>> START Supplied information

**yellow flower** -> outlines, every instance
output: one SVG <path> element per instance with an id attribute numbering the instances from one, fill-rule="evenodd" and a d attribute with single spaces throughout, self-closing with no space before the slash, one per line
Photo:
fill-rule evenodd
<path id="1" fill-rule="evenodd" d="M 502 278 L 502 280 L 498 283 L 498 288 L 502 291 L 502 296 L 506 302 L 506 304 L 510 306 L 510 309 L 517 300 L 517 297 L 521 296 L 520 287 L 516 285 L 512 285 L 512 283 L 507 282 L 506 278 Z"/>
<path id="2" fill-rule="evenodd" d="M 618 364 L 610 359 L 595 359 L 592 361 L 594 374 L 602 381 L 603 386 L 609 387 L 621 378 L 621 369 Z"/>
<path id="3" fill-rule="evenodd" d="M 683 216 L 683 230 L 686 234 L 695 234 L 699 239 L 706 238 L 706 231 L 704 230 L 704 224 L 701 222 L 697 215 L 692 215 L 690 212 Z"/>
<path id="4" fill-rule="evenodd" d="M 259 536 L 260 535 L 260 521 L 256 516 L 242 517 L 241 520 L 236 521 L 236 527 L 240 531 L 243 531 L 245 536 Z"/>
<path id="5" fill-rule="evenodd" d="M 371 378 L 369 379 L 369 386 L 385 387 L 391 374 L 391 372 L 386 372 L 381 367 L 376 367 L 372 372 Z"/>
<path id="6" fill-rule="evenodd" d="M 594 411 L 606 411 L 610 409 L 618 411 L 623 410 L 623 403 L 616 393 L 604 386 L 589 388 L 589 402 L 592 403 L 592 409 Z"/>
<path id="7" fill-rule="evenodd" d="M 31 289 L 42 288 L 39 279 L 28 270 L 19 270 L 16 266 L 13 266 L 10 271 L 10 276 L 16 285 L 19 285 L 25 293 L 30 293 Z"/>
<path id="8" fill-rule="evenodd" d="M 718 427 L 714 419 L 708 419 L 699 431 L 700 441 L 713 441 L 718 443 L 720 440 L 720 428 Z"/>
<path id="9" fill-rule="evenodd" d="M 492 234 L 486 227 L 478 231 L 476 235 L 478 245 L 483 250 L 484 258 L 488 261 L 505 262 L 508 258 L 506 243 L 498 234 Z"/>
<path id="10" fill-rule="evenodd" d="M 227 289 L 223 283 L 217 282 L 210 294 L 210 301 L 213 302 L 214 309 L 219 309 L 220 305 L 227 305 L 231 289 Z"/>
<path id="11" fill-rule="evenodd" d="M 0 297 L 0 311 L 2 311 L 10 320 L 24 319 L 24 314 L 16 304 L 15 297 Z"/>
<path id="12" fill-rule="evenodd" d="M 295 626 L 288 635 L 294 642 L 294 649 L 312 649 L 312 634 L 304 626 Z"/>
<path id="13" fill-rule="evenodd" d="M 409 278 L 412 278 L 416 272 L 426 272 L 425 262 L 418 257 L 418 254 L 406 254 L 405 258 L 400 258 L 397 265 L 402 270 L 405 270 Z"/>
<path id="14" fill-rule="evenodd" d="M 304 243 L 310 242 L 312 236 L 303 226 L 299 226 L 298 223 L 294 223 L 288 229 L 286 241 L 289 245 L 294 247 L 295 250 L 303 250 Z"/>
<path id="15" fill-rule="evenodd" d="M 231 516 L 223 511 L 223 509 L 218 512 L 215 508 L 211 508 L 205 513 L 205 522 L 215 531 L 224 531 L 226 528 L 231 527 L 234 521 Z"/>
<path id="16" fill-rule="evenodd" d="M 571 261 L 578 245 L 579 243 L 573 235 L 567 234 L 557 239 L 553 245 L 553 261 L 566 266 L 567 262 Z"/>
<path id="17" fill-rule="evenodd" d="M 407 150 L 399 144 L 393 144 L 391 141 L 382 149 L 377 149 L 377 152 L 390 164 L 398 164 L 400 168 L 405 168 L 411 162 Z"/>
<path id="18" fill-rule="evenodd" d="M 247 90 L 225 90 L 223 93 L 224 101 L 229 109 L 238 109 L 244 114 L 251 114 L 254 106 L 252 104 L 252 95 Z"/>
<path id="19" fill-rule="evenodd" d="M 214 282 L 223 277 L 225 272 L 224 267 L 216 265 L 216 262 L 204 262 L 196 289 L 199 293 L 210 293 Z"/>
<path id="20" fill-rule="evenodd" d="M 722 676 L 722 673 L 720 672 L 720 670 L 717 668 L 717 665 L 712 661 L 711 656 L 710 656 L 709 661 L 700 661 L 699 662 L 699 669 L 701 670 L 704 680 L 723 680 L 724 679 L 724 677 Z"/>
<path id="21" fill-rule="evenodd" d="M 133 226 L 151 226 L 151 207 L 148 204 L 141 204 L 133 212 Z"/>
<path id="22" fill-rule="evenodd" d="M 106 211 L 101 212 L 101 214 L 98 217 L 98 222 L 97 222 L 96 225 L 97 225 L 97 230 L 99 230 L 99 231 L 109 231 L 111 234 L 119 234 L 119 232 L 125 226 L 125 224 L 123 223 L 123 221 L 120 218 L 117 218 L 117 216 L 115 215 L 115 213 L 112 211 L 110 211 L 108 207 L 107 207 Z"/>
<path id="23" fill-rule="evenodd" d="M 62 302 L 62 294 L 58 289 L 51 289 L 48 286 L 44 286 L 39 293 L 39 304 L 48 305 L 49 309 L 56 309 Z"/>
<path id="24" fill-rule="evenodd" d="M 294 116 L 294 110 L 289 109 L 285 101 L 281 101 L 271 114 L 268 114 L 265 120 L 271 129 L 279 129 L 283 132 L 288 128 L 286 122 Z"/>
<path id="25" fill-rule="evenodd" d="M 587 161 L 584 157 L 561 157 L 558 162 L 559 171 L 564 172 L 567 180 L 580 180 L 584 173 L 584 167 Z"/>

>> END Supplied information

▶ _Written problem_
Output every line of the entries above as a numbered list, skipping any blank lines.

▶ _Task answer_
1. **yellow flower** -> outlines, every instance
2. output: one SVG <path> element per instance with an id attribute numbering the instances from one, fill-rule="evenodd" and a d attribute with single spaces throughout, self-closing with no space before the slash, one per line
3. Photo:
4. fill-rule evenodd
5. <path id="1" fill-rule="evenodd" d="M 502 278 L 502 280 L 498 283 L 498 288 L 502 291 L 502 296 L 506 302 L 506 304 L 510 306 L 510 309 L 517 300 L 517 297 L 521 296 L 520 287 L 516 285 L 512 285 L 512 283 L 507 282 L 506 278 Z"/>
6. <path id="2" fill-rule="evenodd" d="M 618 364 L 610 359 L 595 359 L 592 361 L 594 374 L 602 381 L 603 386 L 609 387 L 621 378 L 621 369 Z"/>
7. <path id="3" fill-rule="evenodd" d="M 683 216 L 683 230 L 686 234 L 695 234 L 699 239 L 706 238 L 706 231 L 704 230 L 704 224 L 701 222 L 697 215 L 692 215 L 690 212 Z"/>
8. <path id="4" fill-rule="evenodd" d="M 259 536 L 260 535 L 260 521 L 256 516 L 242 517 L 241 520 L 236 521 L 236 527 L 240 531 L 243 531 L 245 536 Z"/>
9. <path id="5" fill-rule="evenodd" d="M 371 378 L 369 379 L 369 386 L 385 387 L 391 374 L 391 372 L 386 372 L 381 367 L 376 367 L 372 372 Z"/>
10. <path id="6" fill-rule="evenodd" d="M 594 411 L 606 411 L 610 409 L 618 411 L 623 410 L 623 403 L 616 393 L 604 386 L 589 388 L 589 402 L 592 403 L 592 409 Z"/>
11. <path id="7" fill-rule="evenodd" d="M 31 289 L 42 288 L 39 279 L 28 270 L 19 270 L 16 266 L 13 266 L 10 271 L 10 276 L 16 285 L 19 285 L 25 293 L 30 293 Z"/>
12. <path id="8" fill-rule="evenodd" d="M 718 427 L 714 419 L 708 419 L 699 431 L 700 441 L 713 441 L 718 443 L 720 440 L 720 428 Z"/>
13. <path id="9" fill-rule="evenodd" d="M 492 234 L 486 227 L 478 231 L 476 235 L 478 245 L 483 250 L 484 258 L 488 261 L 505 262 L 508 258 L 506 243 L 498 234 Z"/>
14. <path id="10" fill-rule="evenodd" d="M 227 289 L 223 283 L 217 282 L 210 294 L 210 301 L 213 302 L 214 309 L 219 309 L 220 305 L 227 305 L 231 289 Z"/>
15. <path id="11" fill-rule="evenodd" d="M 0 297 L 0 311 L 2 311 L 10 320 L 24 319 L 24 314 L 16 304 L 15 297 Z"/>
16. <path id="12" fill-rule="evenodd" d="M 295 626 L 288 635 L 294 642 L 294 649 L 312 649 L 312 634 L 304 626 Z"/>
17. <path id="13" fill-rule="evenodd" d="M 409 278 L 412 278 L 416 272 L 426 272 L 425 262 L 418 257 L 418 254 L 406 254 L 405 258 L 400 258 L 397 265 L 402 270 L 405 270 Z"/>
18. <path id="14" fill-rule="evenodd" d="M 304 243 L 310 242 L 312 236 L 303 226 L 299 226 L 298 223 L 294 223 L 288 229 L 286 241 L 289 245 L 294 247 L 295 250 L 303 250 Z"/>
19. <path id="15" fill-rule="evenodd" d="M 231 516 L 223 511 L 223 509 L 218 512 L 215 508 L 211 508 L 205 513 L 205 522 L 215 531 L 224 531 L 226 528 L 231 527 L 234 521 Z"/>
20. <path id="16" fill-rule="evenodd" d="M 571 261 L 578 245 L 579 243 L 573 235 L 567 234 L 557 239 L 553 245 L 553 261 L 566 266 L 567 262 Z"/>
21. <path id="17" fill-rule="evenodd" d="M 407 150 L 399 144 L 393 144 L 391 141 L 382 149 L 377 149 L 377 152 L 390 164 L 398 164 L 400 168 L 405 168 L 411 162 Z"/>
22. <path id="18" fill-rule="evenodd" d="M 247 90 L 225 90 L 223 93 L 224 101 L 229 109 L 238 109 L 244 114 L 251 114 L 254 106 L 252 104 L 252 95 Z"/>
23. <path id="19" fill-rule="evenodd" d="M 214 282 L 223 277 L 225 272 L 224 267 L 216 265 L 216 262 L 204 262 L 196 289 L 199 293 L 210 293 Z"/>
24. <path id="20" fill-rule="evenodd" d="M 722 676 L 722 673 L 720 672 L 720 670 L 717 668 L 717 665 L 712 661 L 711 656 L 710 656 L 709 661 L 700 661 L 699 662 L 699 669 L 701 670 L 704 680 L 723 680 L 724 679 L 724 677 Z"/>
25. <path id="21" fill-rule="evenodd" d="M 133 226 L 151 226 L 151 207 L 148 204 L 141 204 L 133 212 Z"/>
26. <path id="22" fill-rule="evenodd" d="M 106 211 L 101 212 L 101 214 L 98 217 L 98 222 L 97 222 L 96 225 L 97 225 L 97 230 L 99 230 L 99 231 L 109 231 L 111 234 L 119 234 L 119 232 L 125 226 L 125 224 L 123 223 L 123 221 L 120 218 L 117 218 L 117 216 L 115 215 L 115 213 L 112 211 L 110 211 L 108 207 L 107 207 Z"/>
27. <path id="23" fill-rule="evenodd" d="M 62 302 L 62 294 L 58 289 L 51 289 L 48 286 L 44 286 L 39 293 L 39 304 L 48 305 L 49 309 L 56 309 Z"/>
28. <path id="24" fill-rule="evenodd" d="M 294 116 L 294 110 L 289 109 L 285 101 L 281 101 L 271 114 L 268 114 L 265 120 L 271 129 L 279 129 L 283 132 L 288 128 L 286 122 Z"/>
29. <path id="25" fill-rule="evenodd" d="M 587 161 L 584 157 L 561 157 L 558 162 L 559 171 L 564 172 L 567 180 L 580 180 L 584 173 L 584 167 Z"/>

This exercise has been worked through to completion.